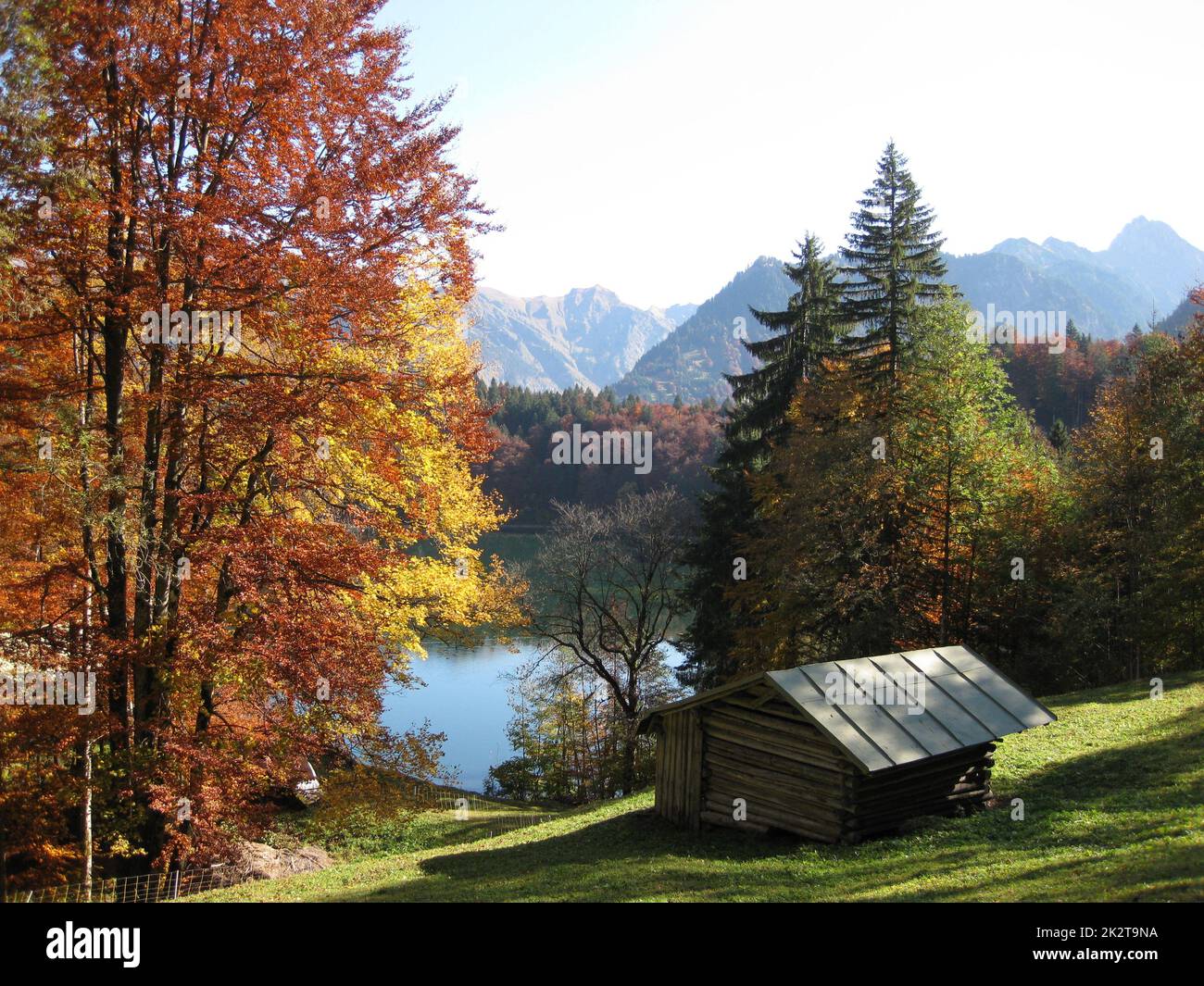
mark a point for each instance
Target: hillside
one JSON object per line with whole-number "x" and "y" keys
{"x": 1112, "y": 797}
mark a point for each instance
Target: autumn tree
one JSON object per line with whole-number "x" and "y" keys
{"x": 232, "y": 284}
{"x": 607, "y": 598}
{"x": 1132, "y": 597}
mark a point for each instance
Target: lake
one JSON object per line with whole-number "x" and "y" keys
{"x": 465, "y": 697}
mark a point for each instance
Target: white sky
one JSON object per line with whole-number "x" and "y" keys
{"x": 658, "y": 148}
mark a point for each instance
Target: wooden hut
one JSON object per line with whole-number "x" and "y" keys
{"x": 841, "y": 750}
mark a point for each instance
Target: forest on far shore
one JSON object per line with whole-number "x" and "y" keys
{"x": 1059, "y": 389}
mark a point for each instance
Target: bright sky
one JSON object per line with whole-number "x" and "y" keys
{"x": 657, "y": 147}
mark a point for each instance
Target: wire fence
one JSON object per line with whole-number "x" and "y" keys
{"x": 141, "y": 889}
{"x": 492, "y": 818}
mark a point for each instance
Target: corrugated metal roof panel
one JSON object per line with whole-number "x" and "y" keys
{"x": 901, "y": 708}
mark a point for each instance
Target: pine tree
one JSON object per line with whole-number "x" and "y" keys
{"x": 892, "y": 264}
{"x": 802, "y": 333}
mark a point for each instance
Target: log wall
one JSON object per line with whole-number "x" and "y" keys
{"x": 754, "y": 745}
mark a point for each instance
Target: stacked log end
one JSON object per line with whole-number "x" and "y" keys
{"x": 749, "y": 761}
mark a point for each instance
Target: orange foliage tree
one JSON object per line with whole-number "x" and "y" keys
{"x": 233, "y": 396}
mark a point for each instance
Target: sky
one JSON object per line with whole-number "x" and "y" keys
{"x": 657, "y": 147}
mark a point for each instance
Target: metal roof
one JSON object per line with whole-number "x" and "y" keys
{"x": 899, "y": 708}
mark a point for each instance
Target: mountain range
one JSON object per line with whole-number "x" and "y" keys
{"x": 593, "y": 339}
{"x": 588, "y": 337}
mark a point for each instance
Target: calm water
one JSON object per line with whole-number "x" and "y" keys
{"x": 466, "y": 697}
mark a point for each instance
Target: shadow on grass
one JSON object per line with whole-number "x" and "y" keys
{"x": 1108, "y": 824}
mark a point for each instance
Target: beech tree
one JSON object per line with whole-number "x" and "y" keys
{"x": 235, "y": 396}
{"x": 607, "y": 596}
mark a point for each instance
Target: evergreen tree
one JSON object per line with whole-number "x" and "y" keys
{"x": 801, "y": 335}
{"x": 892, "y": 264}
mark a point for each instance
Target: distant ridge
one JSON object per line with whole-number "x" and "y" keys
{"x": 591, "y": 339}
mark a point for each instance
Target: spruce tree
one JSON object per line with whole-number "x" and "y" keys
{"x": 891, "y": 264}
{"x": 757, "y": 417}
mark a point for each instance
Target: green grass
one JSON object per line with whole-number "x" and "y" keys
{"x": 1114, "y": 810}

#####

* Brief: An exact copy of the entries above is required; pictures are not part of it.

* Answer box:
mark a point for each instance
Target: hillside
one JSON object per line with whole-number "x" and "y" keys
{"x": 1112, "y": 797}
mark a point for each instance
Target: autumn tree
one JSON object per line with whole-number "x" and "y" keys
{"x": 232, "y": 284}
{"x": 607, "y": 598}
{"x": 1132, "y": 597}
mark a point for each instance
Target: lake
one JSON object per line with whole-number "x" and "y" keys
{"x": 465, "y": 697}
mark a point for each instance
Target: white sky
one JSON object per line with whole-number "x" and "y" keys
{"x": 658, "y": 148}
mark a point for each instance
Target: wooden hut
one JSON object per line with whole-number "x" and "y" keys
{"x": 841, "y": 750}
mark a point for each instance
Target: forest on far shore
one JSON object per line with whole-number "x" and "y" keys
{"x": 1059, "y": 389}
mark a point for each instance
Target: bright sky
one JSON object per line with whole-number "x" and "y" keys
{"x": 657, "y": 147}
mark a point for each instance
Target: wire fence
one JSON object per line with whole-number "x" and "y" keys
{"x": 141, "y": 889}
{"x": 492, "y": 818}
mark a point for each instance
Target: corrugated metal roof panel
one JSON object per line with whole-number "x" and "y" keys
{"x": 901, "y": 708}
mark a point for each instance
Target: pine tree
one JSON object per line with whole-number "x" and "y" keys
{"x": 892, "y": 264}
{"x": 802, "y": 333}
mark a point for each instance
Target: log wall
one JSON object per line with whole-number "x" and "y" keys
{"x": 754, "y": 745}
mark a point for each instance
Target: stacked log end
one JSON object per line with whole-number "x" and "y" keys
{"x": 749, "y": 761}
mark a point for each instance
Target: orange foliage tree
one JSON object per line with whole-number "x" and "y" keys
{"x": 233, "y": 396}
mark a point for each instance
Target: sky
one JSON object per line with whole-number "x" and "y" keys
{"x": 657, "y": 147}
mark a point for each instance
Target: metal roof
one JSON object per line with whole-number "x" and "y" keys
{"x": 899, "y": 708}
mark a point for each instance
Target: mountain range
one JSON object per line with whole-number "x" and "y" keys
{"x": 593, "y": 339}
{"x": 588, "y": 337}
mark a point for each instance
Target: calm water
one JSON object per line with whole-number "x" and "y" keys
{"x": 466, "y": 697}
mark a point for each instance
Target: shadow on grass
one JSON object per line with whole-number "x" and "y" keys
{"x": 1108, "y": 824}
mark a point for each instance
Target: beech tree
one JSON object per line with whole-number "x" and "y" keys
{"x": 235, "y": 396}
{"x": 607, "y": 596}
mark a point for each instance
Target: evergreen tree
one JSON object per line with whole-number "x" and "y" keys
{"x": 801, "y": 335}
{"x": 892, "y": 264}
mark a point for each instance
Target: distant ridge
one JSON object per line with whole-number "x" and "y" keys
{"x": 591, "y": 339}
mark a point for each instance
Target: spruce tree
one JSON object per line with whole-number "x" and "y" keys
{"x": 891, "y": 264}
{"x": 757, "y": 417}
mark a point for each instance
Target: green grass
one JSON object per line with whole-number "x" and "y" keys
{"x": 1114, "y": 810}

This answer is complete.